▶ **SOAL LATIHAN**
1. Ulangi dengan tepat bagian teks bacaan tentang sekolah, mulai dari "Gakko e Ikimasu!!*" sampai dengan "dengan si Cemen.".
2. Menurut teks bacaan tentang sekolah, hal apa yang disebut lebih mengejutkan sekaligus tragis daripada keadaan kamar penulis?

▶ **TEKS BACAAN**
Sunday, July 13, 2008

Gakko e Ikimasu!!*

Sekolah.
Betapa kata itu adalah kata yang paling dihindari seorang pelajar yang sedang asyik-asyiknya menikmati liburannya.
Yang, omong-omong, bukan aku, yah, karena kisah liburanku adalah kisah tergaring dalam sejarah liburan dunia.

Meskipun begitu!

Meski liburanku benar-benar nggak asyik dan melelahkan karena menjalani kehidupan ganda sebagai kalong sekaligus manusia, tetap saja aku benar-benar merasa kehilangan saat liburan ini berakhir.

Rasa kehilangan ini cukup beralasan yah, mengingat apa yang kusebutkan dalam beberapa posting sebelumnya bahwa aku sekarang kelas XII dan nggak akan bisa bersantai—benar-benar bersantai.
Dan ada satu hal yang lebih mengejutkan sekaligus tragis, melebihi keadaan kamarku sekarang: kelasku nggak akan berubah.
Dan itu hanya berarti satu hal: sekelas lagi dengan si Cemen.

Dam-daradam-jeng-jeng-jreng.

Kehidupan kelas XII sudah cukup melelahkan, apalagi dengan si Cemen berada di sekitar.
Ini bakalan benar-benar melelahkan.

Kalau dipikir-pikir dengan otak jernih tanpa dominasi Toma didalamnya, sebenarnya nggak ada efek langsungnya sih, si Cemen ada di kelas yang sama lagi denganku.
Dia toh jarang sekali menggangguku atau sesuatu semacam itu, kecuali kalau dia satu kelompok denganku dan mengadakan kerja kelompok di rumahnya (seperti kejadian nyata beberapa waktu yang lampau), maka itu baru masalah.
Hanya saja efek nggak langsungnya sangat banyak dan buruk.
Ambil satu: tiada hari tanpa ngomongin dia.

▶ **DAFTAR DATA**
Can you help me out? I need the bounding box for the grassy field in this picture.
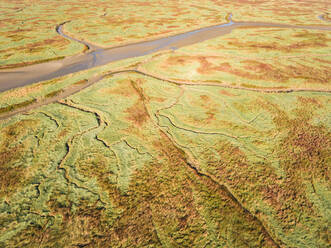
[0,0,331,248]
[0,0,330,69]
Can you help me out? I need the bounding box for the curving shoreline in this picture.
[0,14,331,92]
[0,69,331,121]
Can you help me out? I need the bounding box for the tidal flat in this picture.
[0,0,331,248]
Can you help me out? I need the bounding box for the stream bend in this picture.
[0,15,331,92]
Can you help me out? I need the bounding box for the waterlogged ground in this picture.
[0,1,331,248]
[0,0,330,69]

▶ **HASIL LATIHAN**
1.
Gakko e Ikimasu!!*

Sekolah.
Betapa kata itu adalah kata yang paling dihindari seorang pelajar yang sedang asyik-asyiknya menikmati liburannya.
Yang, omong-omong, bukan aku, yah, karena kisah liburanku adalah kisah tergaring dalam sejarah liburan dunia.

Meskipun begitu!

Meski liburanku benar-benar nggak asyik dan melelahkan karena menjalani kehidupan ganda sebagai kalong sekaligus manusia, tetap saja aku benar-benar merasa kehilangan saat liburan ini berakhir.

Rasa kehilangan ini cukup beralasan yah, mengingat apa yang kusebutkan dalam beberapa posting sebelumnya bahwa aku sekarang kelas XII dan nggak akan bisa bersantai—benar-benar bersantai.
Dan ada satu hal yang lebih mengejutkan sekaligus tragis, melebihi keadaan kamarku sekarang: kelasku nggak akan berubah.
Dan itu hanya berarti satu hal: sekelas lagi dengan si Cemen.

2. Kelas penulis tidak akan berubah.